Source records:
* * * * *
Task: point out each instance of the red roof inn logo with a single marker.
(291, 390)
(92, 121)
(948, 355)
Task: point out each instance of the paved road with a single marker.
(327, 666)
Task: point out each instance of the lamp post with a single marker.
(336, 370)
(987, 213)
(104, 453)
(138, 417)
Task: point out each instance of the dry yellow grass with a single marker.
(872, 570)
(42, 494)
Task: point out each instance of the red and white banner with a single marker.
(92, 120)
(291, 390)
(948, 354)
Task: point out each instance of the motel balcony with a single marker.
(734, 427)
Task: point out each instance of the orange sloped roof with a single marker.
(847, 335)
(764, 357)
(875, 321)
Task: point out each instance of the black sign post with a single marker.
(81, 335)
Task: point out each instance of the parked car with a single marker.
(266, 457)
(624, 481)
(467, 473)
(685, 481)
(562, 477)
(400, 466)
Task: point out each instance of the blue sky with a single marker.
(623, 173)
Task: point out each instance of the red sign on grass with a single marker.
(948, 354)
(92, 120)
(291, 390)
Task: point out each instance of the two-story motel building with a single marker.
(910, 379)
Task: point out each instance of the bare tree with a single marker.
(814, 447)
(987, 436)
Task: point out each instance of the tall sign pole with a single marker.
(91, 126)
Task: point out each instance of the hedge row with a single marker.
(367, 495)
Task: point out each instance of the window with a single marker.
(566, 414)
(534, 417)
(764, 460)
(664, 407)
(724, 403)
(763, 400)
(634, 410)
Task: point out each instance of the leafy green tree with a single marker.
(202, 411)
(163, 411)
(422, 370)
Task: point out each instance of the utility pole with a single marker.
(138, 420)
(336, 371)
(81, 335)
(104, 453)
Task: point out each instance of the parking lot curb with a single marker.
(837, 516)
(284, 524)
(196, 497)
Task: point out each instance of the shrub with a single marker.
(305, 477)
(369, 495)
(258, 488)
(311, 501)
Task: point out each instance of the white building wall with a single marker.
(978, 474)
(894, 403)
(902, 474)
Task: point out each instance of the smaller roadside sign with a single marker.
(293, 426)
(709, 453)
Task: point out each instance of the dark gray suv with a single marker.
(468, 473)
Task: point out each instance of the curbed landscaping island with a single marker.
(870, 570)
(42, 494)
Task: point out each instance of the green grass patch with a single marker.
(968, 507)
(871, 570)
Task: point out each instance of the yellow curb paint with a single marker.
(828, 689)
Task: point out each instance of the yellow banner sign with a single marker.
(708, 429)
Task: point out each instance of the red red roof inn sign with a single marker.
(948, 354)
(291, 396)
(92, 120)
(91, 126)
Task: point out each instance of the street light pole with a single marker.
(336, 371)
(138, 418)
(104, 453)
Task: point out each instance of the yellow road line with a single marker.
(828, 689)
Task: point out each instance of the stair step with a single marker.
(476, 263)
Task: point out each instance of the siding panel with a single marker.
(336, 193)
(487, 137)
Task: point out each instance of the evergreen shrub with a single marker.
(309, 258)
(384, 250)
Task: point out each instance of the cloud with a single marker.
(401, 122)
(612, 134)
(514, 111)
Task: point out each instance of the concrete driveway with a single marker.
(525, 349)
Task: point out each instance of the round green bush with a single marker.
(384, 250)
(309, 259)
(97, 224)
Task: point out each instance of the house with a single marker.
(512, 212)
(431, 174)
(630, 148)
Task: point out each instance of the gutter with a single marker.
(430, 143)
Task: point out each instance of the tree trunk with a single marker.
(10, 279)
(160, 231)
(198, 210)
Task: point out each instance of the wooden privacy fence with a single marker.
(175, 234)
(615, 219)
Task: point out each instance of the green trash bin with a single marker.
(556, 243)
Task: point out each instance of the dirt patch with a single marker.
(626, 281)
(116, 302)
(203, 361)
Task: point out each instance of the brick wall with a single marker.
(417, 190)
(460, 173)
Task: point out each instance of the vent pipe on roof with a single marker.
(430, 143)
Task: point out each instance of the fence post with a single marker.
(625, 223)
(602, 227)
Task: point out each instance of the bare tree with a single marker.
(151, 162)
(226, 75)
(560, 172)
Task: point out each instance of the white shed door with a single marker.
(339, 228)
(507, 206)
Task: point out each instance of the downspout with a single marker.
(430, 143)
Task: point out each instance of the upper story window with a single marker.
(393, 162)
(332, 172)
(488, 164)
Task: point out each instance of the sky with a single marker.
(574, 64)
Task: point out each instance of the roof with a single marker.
* * * * *
=== Problem requirements ===
Format every line of the records above as a numbered list, omitting any blank lines.

=== Expected answer ===
1. Task: point out each instance of the red roof inn logo with a single marker.
2. (291, 390)
3. (92, 121)
4. (948, 355)
5. Task: point out each instance of the paved road with a single marker.
6. (327, 666)
7. Task: point out each instance of the lamp post with a single marker.
8. (336, 370)
9. (987, 213)
10. (104, 453)
11. (138, 417)
12. Task: point out each instance of the dry yellow grass with a single marker.
13. (872, 570)
14. (42, 494)
15. Task: point out each instance of the red and white banner with a single marker.
16. (92, 120)
17. (291, 390)
18. (948, 354)
19. Task: point out each instance of the motel balcony with a single marker.
20. (734, 427)
21. Task: point out each instance of the orange sloped roof with a single marker.
22. (847, 335)
23. (764, 357)
24. (875, 321)
25. Task: point out each instance of the black sign post with a single marker.
26. (81, 335)
27. Task: point out each instance of the parked car with a single marker.
28. (266, 457)
29. (624, 481)
30. (467, 473)
31. (685, 481)
32. (562, 477)
33. (400, 466)
34. Task: point out each instance of the blue sky with a single marker.
35. (623, 173)
36. Task: point out each instance of the red sign on grass with a single marker.
37. (948, 354)
38. (92, 120)
39. (291, 390)
40. Task: point out each instance of the two-story motel building with a single marker.
41. (910, 379)
42. Task: point out each instance of the bare tree with a single marker.
43. (814, 447)
44. (987, 436)
45. Task: point out each instance of the tall sign pole with a single marker.
46. (91, 126)
47. Task: point out each instance of the hedge row with a single marker.
48. (367, 495)
49. Task: point out each instance of the window with a single marker.
50. (566, 414)
51. (534, 417)
52. (764, 460)
53. (664, 407)
54. (724, 403)
55. (763, 400)
56. (634, 410)
57. Task: point out each instance of the leafy green tree with a single marker.
58. (202, 411)
59. (163, 411)
60. (422, 370)
61. Task: point out each instance of the utility pole with a single marker.
62. (138, 420)
63. (336, 371)
64. (81, 335)
65. (104, 453)
66. Task: point out each instance of the parking lot curb with a single marker.
67. (837, 516)
68. (284, 524)
69. (196, 497)
70. Task: point out each instance of the shrub with a single marker.
71. (305, 477)
72. (369, 495)
73. (258, 488)
74. (311, 501)
75. Task: point out each instance of the white building wall with a single marker.
76. (978, 474)
77. (894, 403)
78. (902, 474)
79. Task: point out each instance of the smaller roadside sign with a single marker.
80. (293, 426)
81. (709, 453)
82. Task: point out each instance of the dark gray suv with a single marker.
83. (468, 473)
84. Task: point out each instance of the curbed landscaping island with a single marker.
85. (870, 570)
86. (42, 494)
87. Task: point out each instance of the green grass patch with a single marker.
88. (968, 507)
89. (871, 570)
90. Task: point out each instance of the yellow curb paint with a single marker.
91. (828, 689)
92. Task: point out each instance of the yellow banner sign with a single marker.
93. (708, 429)
94. Task: point out each instance of the red red roof inn sign with a single marker.
95. (948, 354)
96. (291, 396)
97. (92, 120)
98. (91, 126)
99. Task: point out each instance of the street light pole with a single marker.
100. (336, 371)
101. (138, 418)
102. (104, 453)
103. Task: point out each instance of the yellow road line with a single marker.
104. (828, 689)
105. Task: point out each instance of the stair step with a single marker.
106. (476, 263)
107. Task: point out each instance of the siding panel with a single marker.
108. (336, 193)
109. (487, 137)
110. Task: point out each instance of the evergreen shrub with a single marker.
111. (309, 258)
112. (384, 250)
113. Task: point out each instance of the cloud with a single marker.
114. (401, 122)
115. (612, 134)
116. (514, 111)
117. Task: point out each instance of the concrete driveway with a single marker.
118. (525, 349)
119. Task: point out each instance of the round green bush with a single marker.
120. (384, 250)
121. (309, 259)
122. (97, 224)
123. Task: point out each instance of the house with a single marker.
124. (512, 212)
125. (431, 174)
126. (630, 148)
127. Task: point out each instance of the gutter with a single marker.
128. (430, 143)
129. Task: point out each instance of the tree trunk with a single marker.
130. (10, 279)
131. (160, 231)
132. (198, 210)
133. Task: point out each instance of the wooden privacy fence with a single marker.
134. (175, 234)
135. (615, 219)
136. Task: point out each instance of the green trash bin with a single marker.
137. (556, 243)
138. Task: point out each instance of the dirt patch with a single marker.
139. (626, 281)
140. (116, 302)
141. (203, 361)
142. Task: point out each instance of the brick wall with a single marker.
143. (417, 190)
144. (460, 173)
145. Task: point out each instance of the vent pipe on roof with a single marker.
146. (430, 143)
147. Task: point out each instance of the fence post with a single marker.
148. (625, 223)
149. (602, 227)
150. Task: point out each instance of the bare tree with a single marker.
151. (151, 162)
152. (226, 75)
153. (560, 172)
154. Task: point out each instance of the white shed door with a single marker.
155. (339, 228)
156. (507, 206)
157. Task: point out each instance of the downspout with a single marker.
158. (430, 143)
159. Task: point out each instance of the upper story window with a single marker.
160. (393, 162)
161. (332, 172)
162. (488, 164)
163. Task: point out each instance of the sky with a single marker.
164. (574, 64)
165. Task: point out each instance of the roof with a single marker.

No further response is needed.